Once you have read the entries below, give them all again without any difference.

Material for this exercise section start

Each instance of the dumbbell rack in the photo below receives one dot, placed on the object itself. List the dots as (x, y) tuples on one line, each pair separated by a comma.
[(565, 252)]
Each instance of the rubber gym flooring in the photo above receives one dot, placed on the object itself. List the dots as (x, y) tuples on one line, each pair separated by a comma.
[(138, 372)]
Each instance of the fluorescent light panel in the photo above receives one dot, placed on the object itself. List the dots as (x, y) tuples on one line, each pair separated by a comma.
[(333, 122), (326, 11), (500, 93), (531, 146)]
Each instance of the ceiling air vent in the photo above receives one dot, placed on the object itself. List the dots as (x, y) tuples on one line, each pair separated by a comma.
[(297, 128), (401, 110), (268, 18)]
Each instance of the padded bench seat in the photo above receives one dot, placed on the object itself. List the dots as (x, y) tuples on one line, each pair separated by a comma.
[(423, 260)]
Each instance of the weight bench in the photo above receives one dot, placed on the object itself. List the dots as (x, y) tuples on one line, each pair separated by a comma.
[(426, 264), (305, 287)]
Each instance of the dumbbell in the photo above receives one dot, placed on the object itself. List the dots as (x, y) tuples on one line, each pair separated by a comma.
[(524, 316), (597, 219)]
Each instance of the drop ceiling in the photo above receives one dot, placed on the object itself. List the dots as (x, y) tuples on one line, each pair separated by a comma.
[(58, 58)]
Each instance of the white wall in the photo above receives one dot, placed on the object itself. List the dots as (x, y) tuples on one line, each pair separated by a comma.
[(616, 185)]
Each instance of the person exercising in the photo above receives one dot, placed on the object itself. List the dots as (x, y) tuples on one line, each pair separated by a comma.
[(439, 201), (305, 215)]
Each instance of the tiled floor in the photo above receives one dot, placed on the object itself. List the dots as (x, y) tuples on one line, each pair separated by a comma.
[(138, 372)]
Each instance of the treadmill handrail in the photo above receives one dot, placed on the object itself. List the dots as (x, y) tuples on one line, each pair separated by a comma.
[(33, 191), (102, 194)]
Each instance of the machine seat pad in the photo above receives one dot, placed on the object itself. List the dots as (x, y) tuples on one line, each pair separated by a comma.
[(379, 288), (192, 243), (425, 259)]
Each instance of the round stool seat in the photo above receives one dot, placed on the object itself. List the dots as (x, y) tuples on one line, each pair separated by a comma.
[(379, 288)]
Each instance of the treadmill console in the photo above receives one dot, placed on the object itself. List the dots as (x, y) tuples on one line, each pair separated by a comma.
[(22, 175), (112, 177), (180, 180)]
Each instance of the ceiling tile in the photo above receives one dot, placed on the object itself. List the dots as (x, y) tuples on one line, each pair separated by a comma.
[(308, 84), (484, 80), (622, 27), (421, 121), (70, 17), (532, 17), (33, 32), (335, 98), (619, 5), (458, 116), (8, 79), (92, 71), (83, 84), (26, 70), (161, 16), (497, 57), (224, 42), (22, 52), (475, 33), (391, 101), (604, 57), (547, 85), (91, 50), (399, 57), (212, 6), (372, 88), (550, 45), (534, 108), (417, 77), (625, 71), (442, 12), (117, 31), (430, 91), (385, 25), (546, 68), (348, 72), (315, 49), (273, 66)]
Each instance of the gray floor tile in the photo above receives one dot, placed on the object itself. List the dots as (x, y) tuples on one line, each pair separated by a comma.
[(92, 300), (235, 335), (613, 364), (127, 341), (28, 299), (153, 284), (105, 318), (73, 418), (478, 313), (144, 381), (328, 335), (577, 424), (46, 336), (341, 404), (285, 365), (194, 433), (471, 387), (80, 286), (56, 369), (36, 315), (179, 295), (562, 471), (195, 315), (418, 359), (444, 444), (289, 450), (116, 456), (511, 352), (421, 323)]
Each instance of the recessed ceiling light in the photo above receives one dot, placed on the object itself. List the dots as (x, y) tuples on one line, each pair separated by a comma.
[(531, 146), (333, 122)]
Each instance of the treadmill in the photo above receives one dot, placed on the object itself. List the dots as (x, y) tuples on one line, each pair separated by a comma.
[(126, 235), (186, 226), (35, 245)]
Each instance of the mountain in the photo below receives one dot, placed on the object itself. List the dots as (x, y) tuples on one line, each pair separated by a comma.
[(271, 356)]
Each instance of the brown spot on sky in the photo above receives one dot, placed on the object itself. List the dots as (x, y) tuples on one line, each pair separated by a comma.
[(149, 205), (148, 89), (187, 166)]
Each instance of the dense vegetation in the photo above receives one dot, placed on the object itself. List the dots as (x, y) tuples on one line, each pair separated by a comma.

Material for this exercise section end

— Response for this exercise —
Each instance of the dumbbell rack in the photo below receives one dot, placed on the object itself. List the dots as (x, y) tuples on one line, each pair separated by a comma.
[(565, 252)]
Each instance of the rubber gym flooring in the photo above receives one dot, placed on the object itself. List the dots as (x, y) tuples on one line, each pair separated by a comma.
[(138, 372)]
Each instance of the fluorescent light panel in the photo above receives one dot, placed on the object itself. List the dots as (x, y) tuples on one line, each pair separated by a comma.
[(333, 122), (326, 11), (500, 93), (531, 146)]
Each instance of the ceiling air vent in the photo above receives one dot, placed on the object itself. List the dots as (x, y) tuples on one line, each pair separated by a comma.
[(297, 128), (401, 110), (268, 18)]
Each instance of the padded bench seat in the photo above receives one dot, placed on the object itself. List the dots as (x, y) tuples on one line, each pair separated by a comma.
[(423, 260)]
Each instance of the weight bench in the photo above receives one dot, placed on the object itself. List the dots as (x, y) tuples on one line, each pair separated by a comma.
[(426, 264), (305, 287)]
Each instance of the dumbbell in the photo above receives one dot, placed on the object itself. List the dots as (x, y) tuples on one line, each pair separated by a comma.
[(524, 316), (597, 219)]
Each instance of the drop ceiling in the photo above receives one dot, placed on the object itself. List the dots as (x, y) tuples on one line, each pair separated by a comma.
[(58, 58)]
Each instance of the white wall in the photo above receives one dot, placed on the object itself. List the dots as (x, y) tuples on one line, each pair separated by a comma.
[(616, 185)]
Each instance of the person exercising in the photo above receives one dot, placed on the object itself. List the dots as (x, y) tuples on one line, each pair separated by a comma.
[(439, 201), (305, 215)]
Each instance of the tiled floor in the photo above receives one dot, placed on the object itself. List the dots as (x, y) tuples on one line, each pair separated by a comma.
[(138, 372)]
Each instance of the treadmill handrail in the photo above receives one dot, placed on the object itself. List the dots as (x, y) tuples on one line, each pair separated by a comma.
[(33, 191), (102, 194)]
Each instance of the machine seat pad in the photo above receives one dot, placed on the object itself. List the dots as (x, y) tuples on one line, each pair separated by a comma.
[(379, 288), (192, 243), (425, 259)]
Each instance of the round stool seat in the photo above receives one dot, placed on the object itself. List the dots as (x, y) tuples on one line, each pair separated by a comma.
[(379, 288)]
Each instance of the treadmill console in the photo above receives one dot, placed on the object itself. List the dots as (x, y) tuples on one line, each pair separated by a comma.
[(22, 175), (112, 177), (180, 180)]
Each instance of the ceiling tile in the photo above receives one dot, placed on the object itself. List the dots as (x, y) tuples on one line, each pair separated by a comma.
[(308, 84), (484, 80), (622, 27), (421, 121), (70, 17), (532, 17), (33, 32), (335, 98), (619, 5), (458, 116), (8, 79), (92, 71), (83, 84), (26, 70), (161, 16), (497, 57), (224, 42), (22, 52), (475, 33), (391, 101), (604, 57), (547, 85), (91, 50), (399, 57), (212, 6), (372, 88), (550, 45), (534, 108), (417, 77), (625, 71), (442, 12), (117, 31), (430, 91), (385, 25), (546, 68), (348, 72), (315, 49), (273, 66)]
Each instance of the gray floor tile in the photo above receives one dot, placed on the object itself. List the dots as (x, y) tuples on one line, each pair separated by a comma.
[(92, 300), (235, 335), (613, 364), (127, 341), (28, 299), (153, 284), (105, 318), (73, 418), (478, 313), (144, 381), (328, 335), (577, 424), (46, 336), (341, 404), (285, 365), (194, 433), (471, 387), (80, 286), (56, 369), (36, 315), (179, 295), (562, 471), (195, 315), (418, 359), (444, 444), (289, 450), (116, 456), (511, 352), (421, 323)]
Each instance of the recessed ceiling light in the photo above receives one dot, placed on the object itself. List the dots as (x, y) tuples on one line, each pair separated by a comma.
[(531, 146), (333, 122)]
Each instance of the treadmill in the photo above receives one dot, placed on the object itself. List the dots as (x, y) tuples on one line, each pair separated by a comma.
[(126, 235), (186, 226), (35, 245)]
Each instance of the mountain in the photo below receives one dot, placed on the object itself. List the dots as (x, y) tuples on one line, each pair separated by a comma.
[(271, 356)]
Each instance of the brown spot on sky in the photo above receives one dot, placed on the object itself. List the dots as (x, y) tuples on one line, each pair separated by a comma.
[(149, 205), (148, 89), (187, 166)]
Each instance of the dense vegetation in the photo above receives one dot, placed on the object itself. List the dots as (x, y) tuples on one line, each pair separated by a comma.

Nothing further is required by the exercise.